Beginning at the line that contains "point(331, 149)", return every remaining line of the data below exactly; return nothing before it.
[Task material]
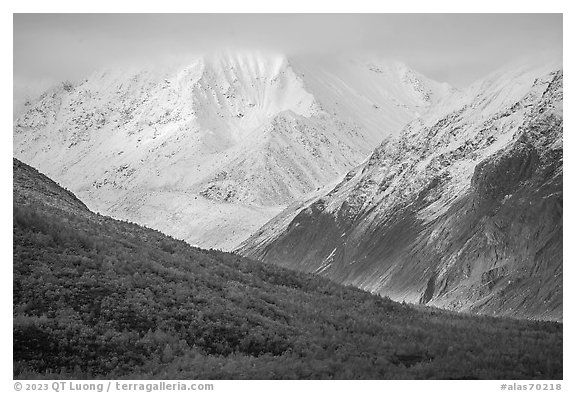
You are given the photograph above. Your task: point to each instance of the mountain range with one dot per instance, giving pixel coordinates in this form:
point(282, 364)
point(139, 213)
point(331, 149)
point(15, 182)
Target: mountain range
point(210, 150)
point(358, 169)
point(98, 298)
point(462, 210)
[/Task material]
■ **Solution for this exercise**
point(331, 149)
point(15, 182)
Target: mountain range
point(210, 150)
point(358, 169)
point(98, 298)
point(462, 210)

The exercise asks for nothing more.